Start EXCERPT TO READ

In India we see a sort of age bias something akin to gender bias or any other bias for that matter. The aged would begin to think of themselves as ‘old’ and start expecting some special treatment from children and vice versa. The children would also think of their parents as old and begin to put restrictions on them. Let’s take clothing as an example. My Mother was barely 55 when we two sisters were grown up and independent, we would hear her say things like, ‘I am too old to wear bright colours such as red, orange or pink. I must dress soberly now. It does not look nice to do this or that as I have two grown up daughters.’ And so on. We tried explaining to her but in vain- she would not leave her traditionally biased opinions of what should be and not be at her age.

Let us take another example of behaviour. In a room full of people, the youngest one will get up to fetch the glass of water requested by a parent. And of course the girl child gets up rather than the male child! I told you the age bias is akin to gender bias. When this happens the message from one side is that ‘now you are old to do your own things and good enough to be dependent’, and from the other side is that I am old and I cannot get up to do my own things now.’ Traditionally such behaviour is termed as ‘respect’ for the elderly but in modern times it gets translated into dependency and aging. In many developed countries with socio-cultural changes, the aged are becoming more active, energetic and independent with a conscious choice of being like that. They fashion their responses in such a way where they say, ‘I can do that for myself- I am not old yet!’. They may take offense if treated as a ‘old person’.

Doing your own little things and being as independent as you can be and being active and engaged in a meaningful and purposeful way is the new norm. Age they say is in the mind and is just a number and we can live happily as long as we can and are destined to by God! Neither birth and nor death is in our hands but life and living are certainly within our reach. We should grab the opportunity with open arms and embrace life with joy. There is certainly no time for depression. It is a time for fun, laughter and happiness.

End EXCERPT TO READ
Start ENTRIES PROVIDED

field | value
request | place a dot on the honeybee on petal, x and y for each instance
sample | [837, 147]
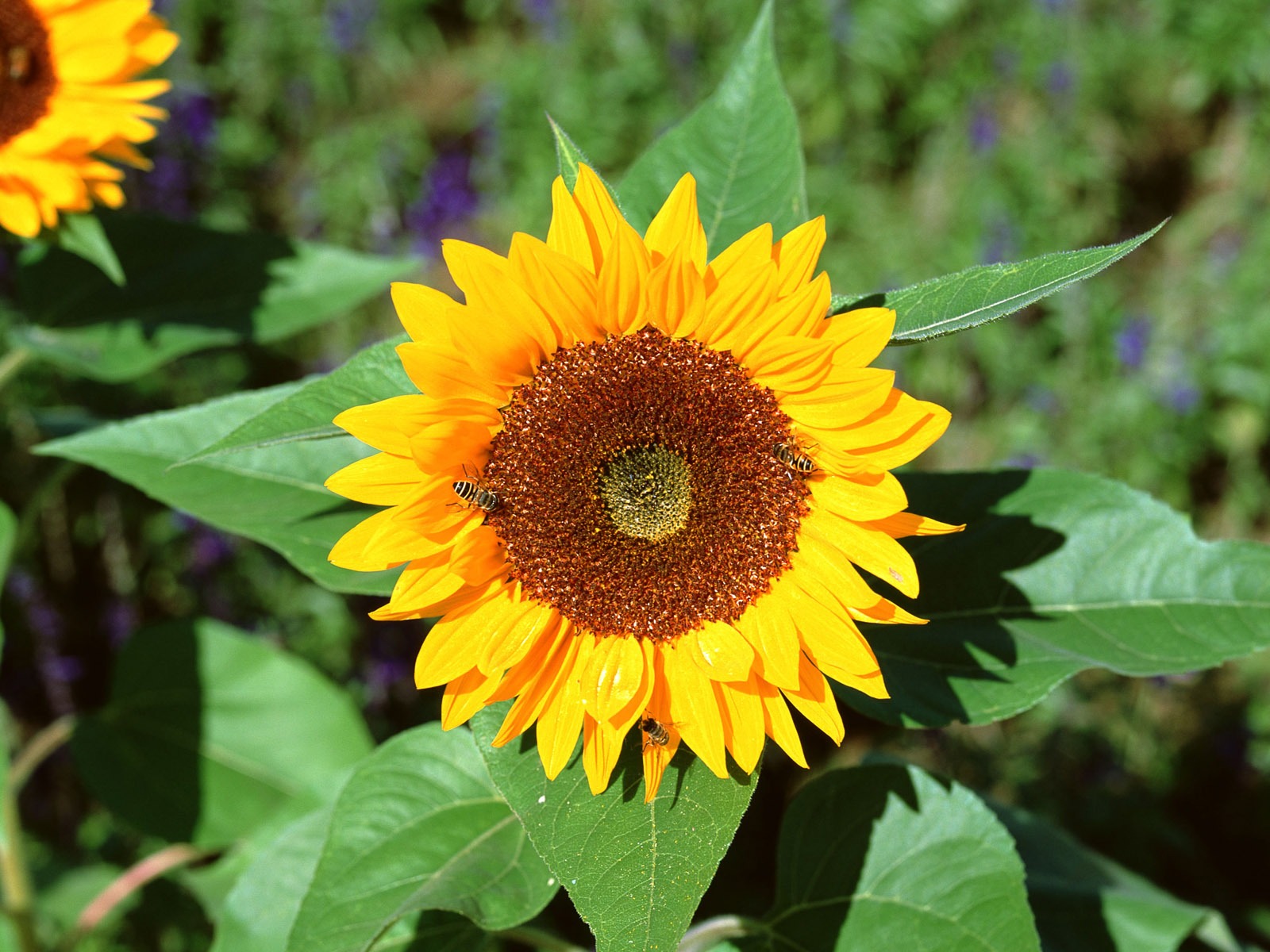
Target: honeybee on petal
[794, 459]
[473, 492]
[18, 63]
[656, 733]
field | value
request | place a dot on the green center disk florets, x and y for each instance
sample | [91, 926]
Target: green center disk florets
[648, 492]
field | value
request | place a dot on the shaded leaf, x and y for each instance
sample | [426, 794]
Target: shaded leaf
[635, 871]
[419, 825]
[83, 235]
[742, 145]
[1086, 903]
[211, 733]
[8, 539]
[1056, 573]
[374, 374]
[887, 857]
[190, 289]
[986, 292]
[273, 494]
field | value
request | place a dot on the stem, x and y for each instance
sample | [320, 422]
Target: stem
[709, 933]
[37, 749]
[537, 939]
[13, 860]
[129, 882]
[12, 362]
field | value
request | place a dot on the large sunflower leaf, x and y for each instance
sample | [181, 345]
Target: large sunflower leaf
[419, 825]
[272, 494]
[1083, 900]
[306, 413]
[1056, 573]
[986, 292]
[260, 909]
[211, 733]
[635, 871]
[190, 289]
[742, 145]
[888, 857]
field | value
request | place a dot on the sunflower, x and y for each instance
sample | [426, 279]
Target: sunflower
[639, 486]
[67, 103]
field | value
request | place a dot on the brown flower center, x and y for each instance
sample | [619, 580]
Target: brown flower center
[27, 76]
[638, 490]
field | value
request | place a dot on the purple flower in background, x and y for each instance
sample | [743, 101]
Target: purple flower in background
[1132, 342]
[446, 197]
[348, 22]
[544, 14]
[983, 127]
[1001, 244]
[840, 21]
[1060, 80]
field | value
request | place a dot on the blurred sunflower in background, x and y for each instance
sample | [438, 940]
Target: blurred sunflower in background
[639, 486]
[69, 106]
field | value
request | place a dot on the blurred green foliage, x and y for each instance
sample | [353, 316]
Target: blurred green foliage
[939, 133]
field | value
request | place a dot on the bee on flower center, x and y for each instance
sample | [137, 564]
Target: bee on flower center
[654, 733]
[18, 63]
[794, 459]
[473, 492]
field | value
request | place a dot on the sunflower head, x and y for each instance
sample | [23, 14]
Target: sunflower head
[687, 466]
[69, 101]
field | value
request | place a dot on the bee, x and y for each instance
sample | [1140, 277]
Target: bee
[474, 493]
[794, 459]
[654, 733]
[18, 63]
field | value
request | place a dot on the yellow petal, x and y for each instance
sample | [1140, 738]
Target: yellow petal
[860, 334]
[798, 253]
[677, 226]
[562, 716]
[454, 645]
[814, 700]
[465, 696]
[694, 708]
[719, 651]
[613, 677]
[568, 232]
[743, 721]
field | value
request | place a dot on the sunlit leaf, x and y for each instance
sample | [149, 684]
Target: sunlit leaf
[1056, 573]
[190, 289]
[635, 871]
[1085, 901]
[419, 825]
[273, 494]
[986, 292]
[886, 857]
[83, 235]
[210, 733]
[306, 413]
[742, 145]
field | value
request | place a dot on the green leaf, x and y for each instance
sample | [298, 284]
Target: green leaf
[742, 145]
[305, 414]
[419, 825]
[211, 733]
[1056, 573]
[262, 907]
[8, 537]
[83, 235]
[568, 155]
[635, 871]
[273, 494]
[1085, 901]
[884, 856]
[986, 292]
[190, 289]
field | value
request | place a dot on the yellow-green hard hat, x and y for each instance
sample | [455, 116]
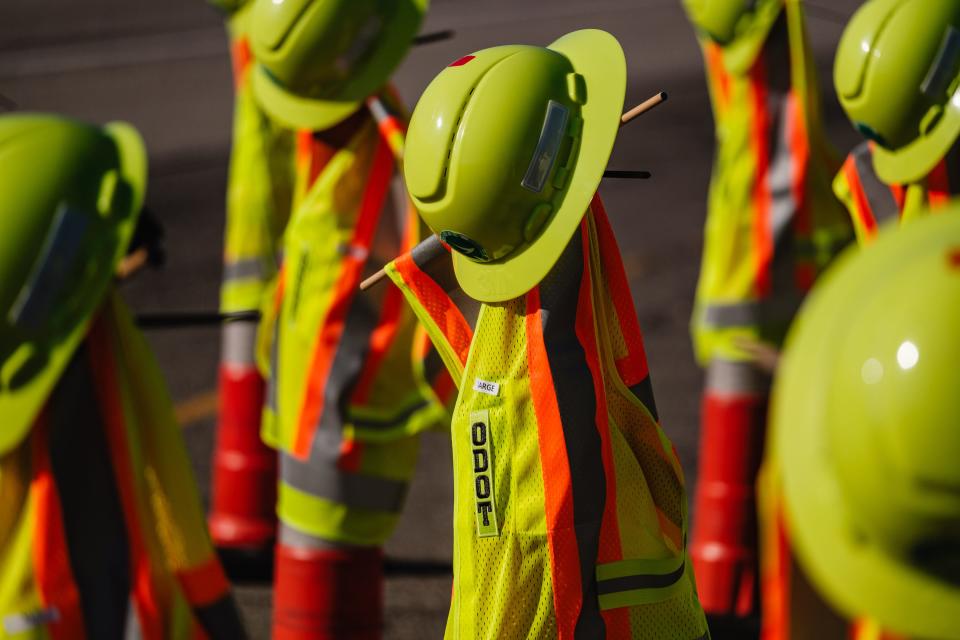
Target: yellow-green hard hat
[505, 150]
[897, 75]
[740, 27]
[866, 430]
[318, 60]
[70, 195]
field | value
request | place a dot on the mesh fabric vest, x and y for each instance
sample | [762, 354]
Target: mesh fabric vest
[772, 222]
[569, 501]
[348, 382]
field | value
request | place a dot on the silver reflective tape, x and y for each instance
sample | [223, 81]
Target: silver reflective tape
[729, 377]
[551, 135]
[55, 268]
[22, 622]
[321, 479]
[238, 342]
[944, 67]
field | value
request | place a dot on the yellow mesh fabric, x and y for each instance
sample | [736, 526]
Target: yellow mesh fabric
[759, 151]
[504, 584]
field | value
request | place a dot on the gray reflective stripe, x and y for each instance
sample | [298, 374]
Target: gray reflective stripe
[274, 378]
[133, 630]
[243, 270]
[322, 479]
[729, 377]
[640, 581]
[292, 537]
[371, 422]
[753, 312]
[879, 197]
[783, 206]
[238, 342]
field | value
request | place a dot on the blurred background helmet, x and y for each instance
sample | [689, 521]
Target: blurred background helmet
[505, 150]
[70, 194]
[318, 60]
[866, 430]
[897, 75]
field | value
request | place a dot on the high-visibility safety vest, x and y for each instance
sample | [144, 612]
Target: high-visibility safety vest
[101, 528]
[872, 203]
[772, 222]
[345, 367]
[259, 187]
[570, 511]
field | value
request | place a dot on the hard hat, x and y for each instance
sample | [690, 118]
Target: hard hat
[741, 27]
[505, 150]
[70, 194]
[866, 430]
[318, 60]
[897, 74]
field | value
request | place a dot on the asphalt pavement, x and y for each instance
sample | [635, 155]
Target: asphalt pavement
[163, 66]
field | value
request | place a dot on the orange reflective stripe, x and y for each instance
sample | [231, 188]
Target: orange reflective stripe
[241, 59]
[51, 563]
[938, 186]
[111, 406]
[561, 535]
[383, 336]
[448, 318]
[633, 367]
[204, 584]
[713, 57]
[759, 141]
[617, 620]
[348, 284]
[861, 205]
[775, 583]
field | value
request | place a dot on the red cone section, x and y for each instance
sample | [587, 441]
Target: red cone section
[329, 594]
[724, 543]
[243, 514]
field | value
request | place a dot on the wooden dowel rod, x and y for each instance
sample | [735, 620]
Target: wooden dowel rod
[643, 107]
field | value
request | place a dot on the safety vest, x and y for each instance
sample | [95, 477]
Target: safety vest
[346, 367]
[570, 509]
[772, 222]
[259, 187]
[872, 203]
[101, 526]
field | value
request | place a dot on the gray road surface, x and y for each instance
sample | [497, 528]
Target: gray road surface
[163, 66]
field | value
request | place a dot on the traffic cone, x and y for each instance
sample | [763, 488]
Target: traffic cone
[327, 594]
[243, 514]
[724, 543]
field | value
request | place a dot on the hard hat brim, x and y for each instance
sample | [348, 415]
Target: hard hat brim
[914, 161]
[300, 112]
[22, 403]
[850, 572]
[598, 57]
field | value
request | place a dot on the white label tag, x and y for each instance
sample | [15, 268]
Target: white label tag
[489, 388]
[21, 622]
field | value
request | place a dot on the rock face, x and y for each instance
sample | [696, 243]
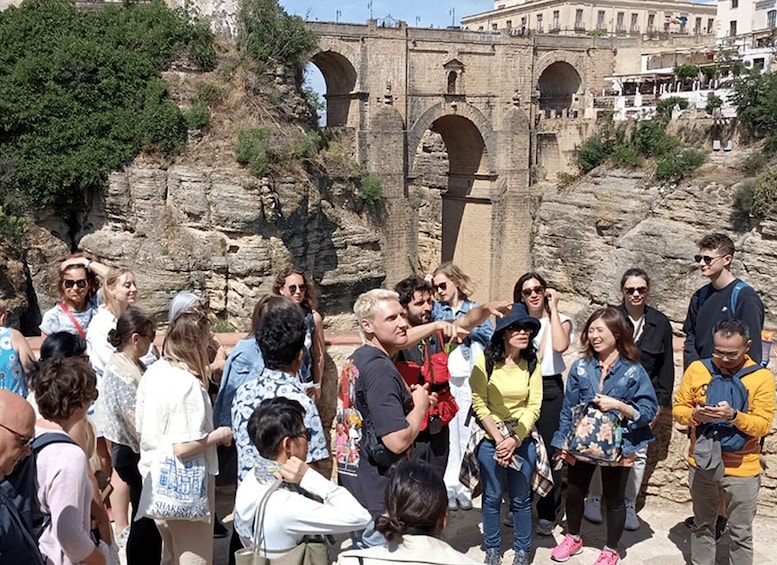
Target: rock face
[586, 236]
[222, 233]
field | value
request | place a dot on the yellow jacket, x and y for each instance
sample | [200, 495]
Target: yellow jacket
[755, 423]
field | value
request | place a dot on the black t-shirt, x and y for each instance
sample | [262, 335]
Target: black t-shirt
[386, 398]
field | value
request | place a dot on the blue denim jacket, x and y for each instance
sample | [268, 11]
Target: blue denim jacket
[244, 363]
[481, 334]
[626, 381]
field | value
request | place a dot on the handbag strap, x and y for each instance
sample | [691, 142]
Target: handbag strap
[259, 540]
[69, 314]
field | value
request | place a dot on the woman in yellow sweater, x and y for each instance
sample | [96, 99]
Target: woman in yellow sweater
[506, 399]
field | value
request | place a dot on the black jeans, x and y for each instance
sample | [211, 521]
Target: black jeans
[144, 545]
[613, 488]
[547, 424]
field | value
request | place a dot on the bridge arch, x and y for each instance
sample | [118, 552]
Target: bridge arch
[340, 77]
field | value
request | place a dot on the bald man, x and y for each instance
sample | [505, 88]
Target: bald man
[17, 428]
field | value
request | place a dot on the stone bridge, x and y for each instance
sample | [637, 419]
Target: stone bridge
[484, 93]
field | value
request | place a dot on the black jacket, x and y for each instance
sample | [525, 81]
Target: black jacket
[655, 352]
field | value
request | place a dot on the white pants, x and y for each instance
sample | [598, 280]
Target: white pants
[459, 435]
[632, 486]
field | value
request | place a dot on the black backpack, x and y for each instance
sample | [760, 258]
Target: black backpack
[21, 486]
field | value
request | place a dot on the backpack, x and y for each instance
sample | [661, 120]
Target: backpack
[434, 371]
[22, 488]
[766, 346]
[730, 389]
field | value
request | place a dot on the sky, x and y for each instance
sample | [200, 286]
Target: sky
[434, 12]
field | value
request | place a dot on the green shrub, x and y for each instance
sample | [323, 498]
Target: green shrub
[591, 154]
[665, 106]
[676, 166]
[269, 33]
[624, 156]
[754, 163]
[251, 150]
[198, 116]
[371, 188]
[765, 195]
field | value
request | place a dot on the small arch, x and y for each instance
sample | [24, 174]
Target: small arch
[558, 85]
[340, 77]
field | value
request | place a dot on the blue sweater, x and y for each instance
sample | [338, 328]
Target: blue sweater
[627, 382]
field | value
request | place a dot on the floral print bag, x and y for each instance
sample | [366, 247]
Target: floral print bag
[596, 436]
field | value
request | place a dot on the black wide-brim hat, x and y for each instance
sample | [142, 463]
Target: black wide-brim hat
[518, 315]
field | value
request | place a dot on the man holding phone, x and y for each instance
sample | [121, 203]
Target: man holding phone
[738, 482]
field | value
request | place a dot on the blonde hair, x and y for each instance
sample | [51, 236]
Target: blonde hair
[364, 307]
[456, 275]
[186, 342]
[111, 279]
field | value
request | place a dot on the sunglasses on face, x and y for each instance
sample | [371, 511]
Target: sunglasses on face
[641, 290]
[708, 260]
[527, 292]
[70, 283]
[293, 288]
[24, 441]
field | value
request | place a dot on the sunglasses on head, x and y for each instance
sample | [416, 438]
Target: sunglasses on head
[527, 292]
[632, 289]
[293, 288]
[708, 259]
[24, 441]
[70, 283]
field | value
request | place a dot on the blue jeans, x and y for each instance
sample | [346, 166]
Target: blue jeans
[493, 477]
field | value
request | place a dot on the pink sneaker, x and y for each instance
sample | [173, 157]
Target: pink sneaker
[607, 557]
[568, 547]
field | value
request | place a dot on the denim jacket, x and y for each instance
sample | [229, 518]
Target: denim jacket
[626, 381]
[481, 334]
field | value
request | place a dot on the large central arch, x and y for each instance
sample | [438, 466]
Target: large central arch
[340, 77]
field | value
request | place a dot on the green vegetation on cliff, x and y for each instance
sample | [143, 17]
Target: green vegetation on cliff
[80, 95]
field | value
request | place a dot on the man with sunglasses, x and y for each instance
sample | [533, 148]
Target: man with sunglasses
[17, 428]
[713, 303]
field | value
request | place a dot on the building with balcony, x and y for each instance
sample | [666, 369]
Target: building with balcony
[651, 18]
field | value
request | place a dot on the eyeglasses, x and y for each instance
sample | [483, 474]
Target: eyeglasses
[70, 283]
[638, 289]
[527, 292]
[307, 433]
[24, 441]
[293, 288]
[708, 260]
[725, 356]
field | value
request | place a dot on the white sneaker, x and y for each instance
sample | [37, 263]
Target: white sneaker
[593, 509]
[465, 502]
[544, 527]
[632, 522]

End ENTRIES PROVIDED

WHAT YOU HAVE TO DO = Rewrite the text on age bias starting at "Doing your own" and ending at "laughter and happiness.", replacing "depression" with "gloom" throughout.

EXERCISE OUTPUT =
Doing your own little things and being as independent as you can be and being active and engaged in a meaningful and purposeful way is the new norm. Age they say is in the mind and is just a number and we can live happily as long as we can and are destined to by God! Neither birth and nor death is in our hands but life and living are certainly within our reach. We should grab the opportunity with open arms and embrace life with joy. There is certainly no time for gloom. It is a time for fun, laughter and happiness.